(Beginning of SOURCE INFORMATION)

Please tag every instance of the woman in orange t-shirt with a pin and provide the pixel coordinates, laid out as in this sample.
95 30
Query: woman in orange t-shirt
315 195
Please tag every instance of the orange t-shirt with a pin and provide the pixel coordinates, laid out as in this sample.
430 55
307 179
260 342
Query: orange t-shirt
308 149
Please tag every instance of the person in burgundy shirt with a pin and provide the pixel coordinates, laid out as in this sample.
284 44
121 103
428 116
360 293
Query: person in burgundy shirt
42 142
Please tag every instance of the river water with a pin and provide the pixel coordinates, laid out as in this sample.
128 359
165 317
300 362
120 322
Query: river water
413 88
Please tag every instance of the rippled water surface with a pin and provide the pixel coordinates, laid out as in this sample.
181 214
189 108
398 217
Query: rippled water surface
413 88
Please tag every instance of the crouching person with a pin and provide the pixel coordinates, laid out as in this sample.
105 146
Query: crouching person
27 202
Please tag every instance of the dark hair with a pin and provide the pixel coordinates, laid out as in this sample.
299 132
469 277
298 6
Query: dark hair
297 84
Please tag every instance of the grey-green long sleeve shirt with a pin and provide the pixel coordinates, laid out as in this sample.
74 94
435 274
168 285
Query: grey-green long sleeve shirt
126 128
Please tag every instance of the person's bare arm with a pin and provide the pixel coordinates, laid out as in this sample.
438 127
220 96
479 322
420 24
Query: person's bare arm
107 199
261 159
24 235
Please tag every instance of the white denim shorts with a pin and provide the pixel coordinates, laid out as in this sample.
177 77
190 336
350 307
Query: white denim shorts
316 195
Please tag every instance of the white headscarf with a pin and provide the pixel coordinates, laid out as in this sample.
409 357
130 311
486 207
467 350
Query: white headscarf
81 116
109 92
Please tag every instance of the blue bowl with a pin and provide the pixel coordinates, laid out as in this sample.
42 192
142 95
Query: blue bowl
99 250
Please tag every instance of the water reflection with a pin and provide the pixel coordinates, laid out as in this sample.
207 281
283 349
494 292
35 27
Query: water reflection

(End of SOURCE INFORMATION)

= TASK BRIEF =
Print each line of the data exactly. Keep all of it.

= SOLUTION TO THIS EXERCISE =
Please tag every instance of the woman in orange t-shirt with a pin and provide the pixel coordinates, laid out as in this sample.
95 30
Query: woman in orange t-shirt
315 195
Please tag every instance of the orange t-shirt with a pin and provide the pixel coordinates, laid out as in this sample.
430 55
307 179
260 342
Query: orange t-shirt
308 149
Please tag every instance of the person in burgundy shirt with a pin and provide the pixel coordinates, laid out as in this sample.
284 44
121 103
428 116
360 293
Query: person in burgundy shirt
42 142
Please tag every instance of the river water with a pin and provide the pixel coordinates, laid out as in this sample.
128 359
165 317
300 362
120 322
Query: river water
413 88
Please tag every instance of the rippled water surface with a pin and provide the pixel coordinates, laid out as in this sample.
181 214
189 108
398 217
Query: rippled water surface
413 88
Please tag every instance of the crouching person with a pin and provide the pixel coordinates, laid out as in this sample.
105 146
Query: crouching person
27 202
Please tag every instance of the dark hair with a pin and provide the pixel coordinates, laid out as in this sample.
299 132
469 277
298 6
Query: dark hair
297 84
Please tag every instance of the grey-green long sleeve shirt with a pin and provide the pixel coordinates, laid out as in this sample.
74 94
435 274
168 285
Query: grey-green long sleeve shirt
126 128
Please tag every instance of the person's bare arm with a pin and provide the pixel coordinates, laid out as in this sample.
438 127
220 96
479 322
420 24
Query: person's bare arm
107 199
261 159
24 235
Please tag every instance of the white denim shorts with a pin and provide the pixel coordinates, laid out as in this sample.
177 77
190 336
350 307
Query: white denim shorts
316 195
Please tag every instance of the white headscarf with a pin and provide the pixel coordinates, laid out as in this sample.
409 357
130 311
486 207
467 350
Query: white headscarf
81 116
109 92
Please tag every instance of the blue bowl with a pin and provide the pixel coordinates, laid out as in this sample.
42 192
142 95
Query: blue bowl
99 250
Please tag every instance of the water reflection with a pin and provide the pixel coordinates, laid out as in this sample.
207 281
283 349
494 292
35 27
Query: water reflection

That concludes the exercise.